*** Opening RECORDED DATA ***

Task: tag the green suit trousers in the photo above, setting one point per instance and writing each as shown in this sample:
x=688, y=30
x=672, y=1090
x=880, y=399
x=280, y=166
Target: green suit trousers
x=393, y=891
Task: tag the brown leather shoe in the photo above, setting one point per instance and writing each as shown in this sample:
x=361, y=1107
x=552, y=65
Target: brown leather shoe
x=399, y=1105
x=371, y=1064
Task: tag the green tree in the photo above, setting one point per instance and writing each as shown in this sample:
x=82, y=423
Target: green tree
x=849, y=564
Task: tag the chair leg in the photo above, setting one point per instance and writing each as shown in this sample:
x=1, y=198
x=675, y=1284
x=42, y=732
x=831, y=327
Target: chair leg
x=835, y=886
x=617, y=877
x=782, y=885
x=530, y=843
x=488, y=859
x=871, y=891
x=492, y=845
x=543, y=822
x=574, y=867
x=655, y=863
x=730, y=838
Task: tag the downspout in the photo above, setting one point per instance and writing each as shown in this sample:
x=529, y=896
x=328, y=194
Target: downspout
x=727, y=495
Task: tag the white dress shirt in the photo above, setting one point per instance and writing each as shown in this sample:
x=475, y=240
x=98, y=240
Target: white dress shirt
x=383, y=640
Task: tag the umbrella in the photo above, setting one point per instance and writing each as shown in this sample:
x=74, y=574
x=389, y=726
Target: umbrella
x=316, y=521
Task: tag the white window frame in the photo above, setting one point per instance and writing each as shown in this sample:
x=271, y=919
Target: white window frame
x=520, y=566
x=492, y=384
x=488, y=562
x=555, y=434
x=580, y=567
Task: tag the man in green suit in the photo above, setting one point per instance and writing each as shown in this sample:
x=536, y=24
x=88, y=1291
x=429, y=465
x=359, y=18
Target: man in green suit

*** Closing RECORDED DATA ***

→ GOAL OF THE EXERCISE
Looking at the records above, work out how many lines include the word "each", then give that number by itself.

→ OUTPUT FOR THIS TASK
9